Nothing in particular truly made the creatures so tragically horrifying. Their very existence was enough to keep Little Natalie awake at night, little head imagining what their awful velvety feet felt like when overpowering a child’s body.
A lone Caterpillar was enough to make her scream, but a whole fleet of the beasts made her want to vomit, to faint, do anything to nullify their existence. They liked to travel in packs, herds of brainless bug zombies crawling all over the earth like they owned the place.
The Caterpillar ruined Little Natalie’s life until she became Medium Natalie, around age 14. While on a hike during the Caterpillar breeding season, Medium Natalie encountered sac-fulls of baby Caterpillars nesting in trees above her head. Branches were littered with white, cottony nests of evil. As she continued walking, the nests burst, and the baby monsters began parachuting down from the artificial wombs on silky strands of bad intentions. Medium Natalie shrieked and shrilled her way through the forest, dodging the black divers as if avoiding synthetic spooks in a cheap haunted forest.
And then, she reached light. Fresh air that wasn’t contaminated by the exhales of tiny Caterpillar breaths. Nearly collapsing from the relief, she managed to crawl back inside her home, checking her hair and back for clinging parasites wanting to touch her with their newborn fuzz. A shower and desire to burn everything which touched that myriad of awfulness purified the Medium Natalie to a somewhat decent state.
She survived. She survived Caterpillars.
Today, this Natalie isn’t quite as fearful of the odd beings. She wouldn’t invite them into her home for a cup of coffee, but she wouldn’t puke if one of them touched her shoe. They are no longer a reason for screams but perhaps a light brushing away, merely a nuisance to tomato plants.
Little bugs seem so microscopically important when compared to the horror that is Adult Life.

####################

▸ **GIVEN TASK 1**: Please write out the passage of the piece about caterpillars between "She survived. She" and "to tomato plants.", inclusive.

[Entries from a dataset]
####################

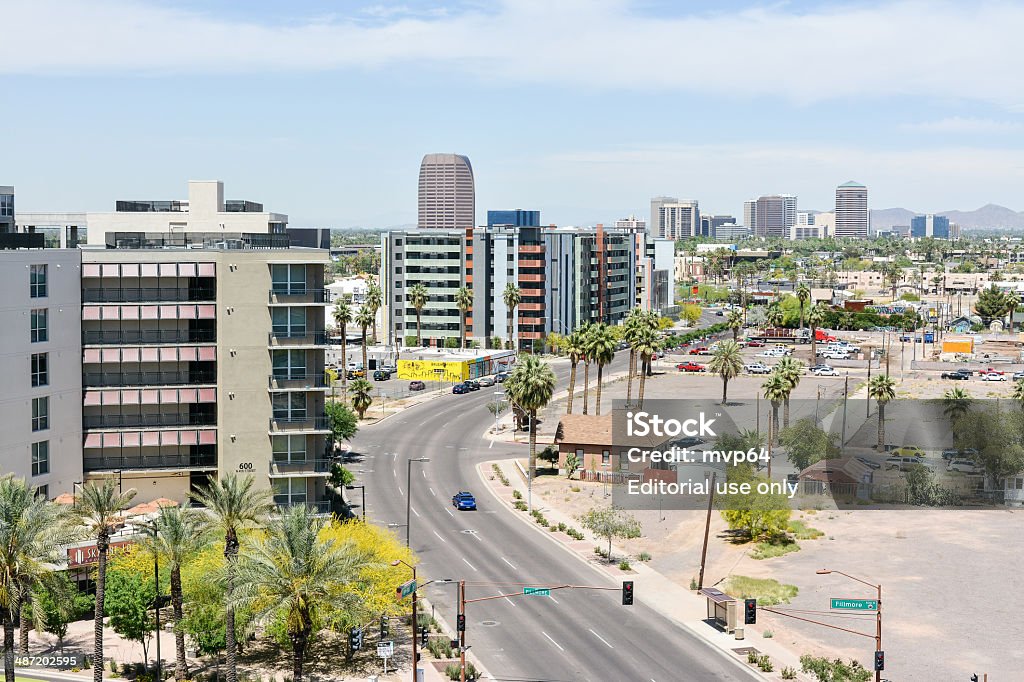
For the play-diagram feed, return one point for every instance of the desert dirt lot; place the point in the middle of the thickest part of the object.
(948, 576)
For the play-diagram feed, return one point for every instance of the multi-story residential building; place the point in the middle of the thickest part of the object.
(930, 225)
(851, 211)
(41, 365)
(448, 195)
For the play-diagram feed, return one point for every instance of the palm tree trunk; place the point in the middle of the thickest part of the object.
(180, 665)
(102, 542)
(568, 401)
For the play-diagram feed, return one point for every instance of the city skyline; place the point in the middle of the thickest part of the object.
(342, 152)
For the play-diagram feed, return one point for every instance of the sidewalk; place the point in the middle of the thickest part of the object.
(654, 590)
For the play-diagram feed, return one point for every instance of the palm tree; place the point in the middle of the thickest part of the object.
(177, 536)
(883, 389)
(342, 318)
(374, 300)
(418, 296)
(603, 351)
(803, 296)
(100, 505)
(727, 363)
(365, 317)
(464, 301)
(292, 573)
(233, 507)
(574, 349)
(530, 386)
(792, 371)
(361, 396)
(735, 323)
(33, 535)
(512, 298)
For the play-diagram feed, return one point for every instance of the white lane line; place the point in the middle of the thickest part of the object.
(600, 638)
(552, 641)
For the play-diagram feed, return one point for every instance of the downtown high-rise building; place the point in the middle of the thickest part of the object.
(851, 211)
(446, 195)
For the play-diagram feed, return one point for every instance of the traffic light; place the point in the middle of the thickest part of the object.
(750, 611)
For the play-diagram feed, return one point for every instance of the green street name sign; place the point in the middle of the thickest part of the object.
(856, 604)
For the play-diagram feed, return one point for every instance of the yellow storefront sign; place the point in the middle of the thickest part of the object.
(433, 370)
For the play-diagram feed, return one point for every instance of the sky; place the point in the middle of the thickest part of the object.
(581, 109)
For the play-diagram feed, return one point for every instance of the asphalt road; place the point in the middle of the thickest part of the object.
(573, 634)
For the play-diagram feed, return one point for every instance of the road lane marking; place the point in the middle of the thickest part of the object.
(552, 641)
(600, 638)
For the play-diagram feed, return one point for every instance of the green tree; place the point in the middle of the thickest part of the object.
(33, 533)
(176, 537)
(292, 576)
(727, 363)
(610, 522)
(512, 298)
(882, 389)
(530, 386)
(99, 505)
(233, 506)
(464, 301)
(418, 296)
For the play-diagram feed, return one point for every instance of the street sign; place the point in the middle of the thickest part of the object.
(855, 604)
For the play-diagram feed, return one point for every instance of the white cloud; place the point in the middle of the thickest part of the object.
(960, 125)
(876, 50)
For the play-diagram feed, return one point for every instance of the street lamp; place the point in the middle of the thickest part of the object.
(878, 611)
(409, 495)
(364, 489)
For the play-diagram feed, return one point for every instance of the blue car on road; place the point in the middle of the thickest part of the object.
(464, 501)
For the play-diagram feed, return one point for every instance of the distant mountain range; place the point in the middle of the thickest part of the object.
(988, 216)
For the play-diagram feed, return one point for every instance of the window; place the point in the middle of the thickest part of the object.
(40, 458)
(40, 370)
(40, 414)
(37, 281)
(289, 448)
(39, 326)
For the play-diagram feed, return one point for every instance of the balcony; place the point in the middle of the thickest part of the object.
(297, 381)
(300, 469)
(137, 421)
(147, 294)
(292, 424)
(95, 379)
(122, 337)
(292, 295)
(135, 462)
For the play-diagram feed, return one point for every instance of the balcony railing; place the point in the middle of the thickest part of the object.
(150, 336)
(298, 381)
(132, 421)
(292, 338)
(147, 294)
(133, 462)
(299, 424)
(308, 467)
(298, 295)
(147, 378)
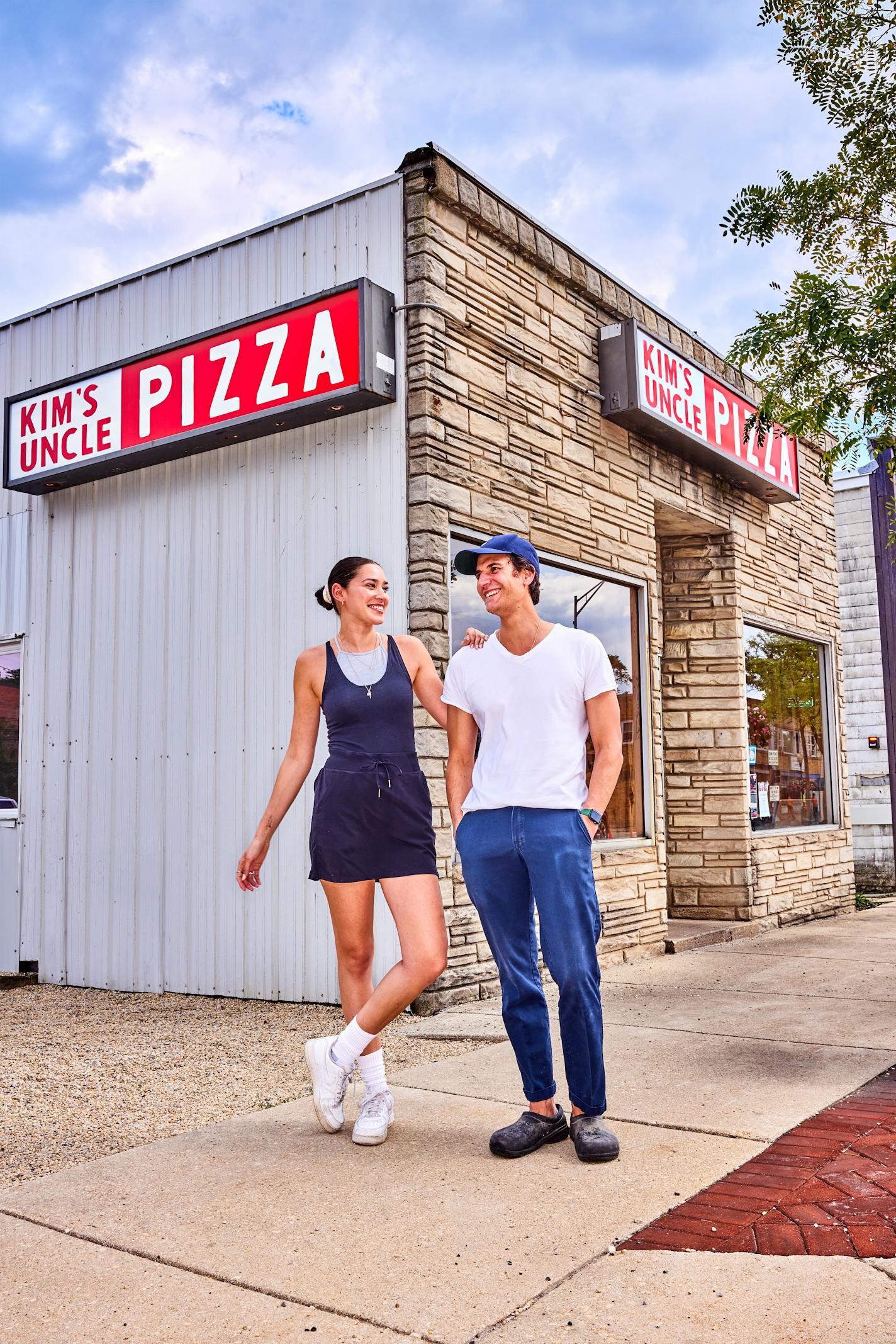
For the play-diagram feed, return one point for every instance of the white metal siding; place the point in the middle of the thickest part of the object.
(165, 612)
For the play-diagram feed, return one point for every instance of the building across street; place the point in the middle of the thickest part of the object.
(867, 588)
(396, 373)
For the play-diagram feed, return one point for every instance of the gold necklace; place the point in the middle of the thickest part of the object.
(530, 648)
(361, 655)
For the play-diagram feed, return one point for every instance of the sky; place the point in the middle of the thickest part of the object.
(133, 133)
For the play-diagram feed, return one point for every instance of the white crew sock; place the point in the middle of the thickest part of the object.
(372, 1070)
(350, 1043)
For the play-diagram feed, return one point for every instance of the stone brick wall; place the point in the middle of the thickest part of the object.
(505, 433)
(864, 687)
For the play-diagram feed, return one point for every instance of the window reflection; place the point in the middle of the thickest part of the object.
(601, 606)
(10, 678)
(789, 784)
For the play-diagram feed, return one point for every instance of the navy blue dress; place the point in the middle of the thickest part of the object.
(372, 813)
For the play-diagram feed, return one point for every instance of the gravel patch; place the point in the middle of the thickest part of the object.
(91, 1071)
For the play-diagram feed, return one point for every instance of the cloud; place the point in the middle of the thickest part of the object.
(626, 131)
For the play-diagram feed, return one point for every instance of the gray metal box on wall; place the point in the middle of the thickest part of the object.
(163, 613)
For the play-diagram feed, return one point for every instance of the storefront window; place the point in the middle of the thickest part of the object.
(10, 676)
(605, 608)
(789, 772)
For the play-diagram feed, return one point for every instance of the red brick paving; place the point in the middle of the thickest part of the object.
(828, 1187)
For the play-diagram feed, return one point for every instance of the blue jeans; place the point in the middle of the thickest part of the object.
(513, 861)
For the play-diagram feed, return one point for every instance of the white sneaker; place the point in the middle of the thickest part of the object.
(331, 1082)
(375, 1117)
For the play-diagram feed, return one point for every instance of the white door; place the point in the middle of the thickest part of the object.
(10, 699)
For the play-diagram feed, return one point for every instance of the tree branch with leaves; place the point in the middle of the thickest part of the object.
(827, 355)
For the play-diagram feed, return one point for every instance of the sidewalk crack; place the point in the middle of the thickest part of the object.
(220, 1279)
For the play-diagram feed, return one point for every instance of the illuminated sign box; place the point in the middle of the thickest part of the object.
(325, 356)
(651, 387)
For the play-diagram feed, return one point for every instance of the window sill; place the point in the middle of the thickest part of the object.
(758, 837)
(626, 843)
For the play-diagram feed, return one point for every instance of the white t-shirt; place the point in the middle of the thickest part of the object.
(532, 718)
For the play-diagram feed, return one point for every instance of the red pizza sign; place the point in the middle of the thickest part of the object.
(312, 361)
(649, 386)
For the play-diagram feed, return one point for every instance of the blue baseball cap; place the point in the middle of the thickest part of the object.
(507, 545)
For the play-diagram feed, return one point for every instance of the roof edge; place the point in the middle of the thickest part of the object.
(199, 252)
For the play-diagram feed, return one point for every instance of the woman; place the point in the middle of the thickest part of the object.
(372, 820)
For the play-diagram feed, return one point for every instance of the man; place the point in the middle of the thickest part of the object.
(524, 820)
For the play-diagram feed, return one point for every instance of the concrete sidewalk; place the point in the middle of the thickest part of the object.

####################

▸ **GIVEN TASK 2**: Count how many lines of the records contain the string "cloud", and give only that number.

▸ **FULL ANSWER 1**:
She survived. She survived Caterpillars.
Today, this Natalie isn’t quite as fearful of the odd beings. She wouldn’t invite them into her home for a cup of coffee, but she wouldn’t puke if one of them touched her shoe. They are no longer a reason for screams but perhaps a light brushing away, merely a nuisance to tomato plants.

▸ **FULL ANSWER 2**: 2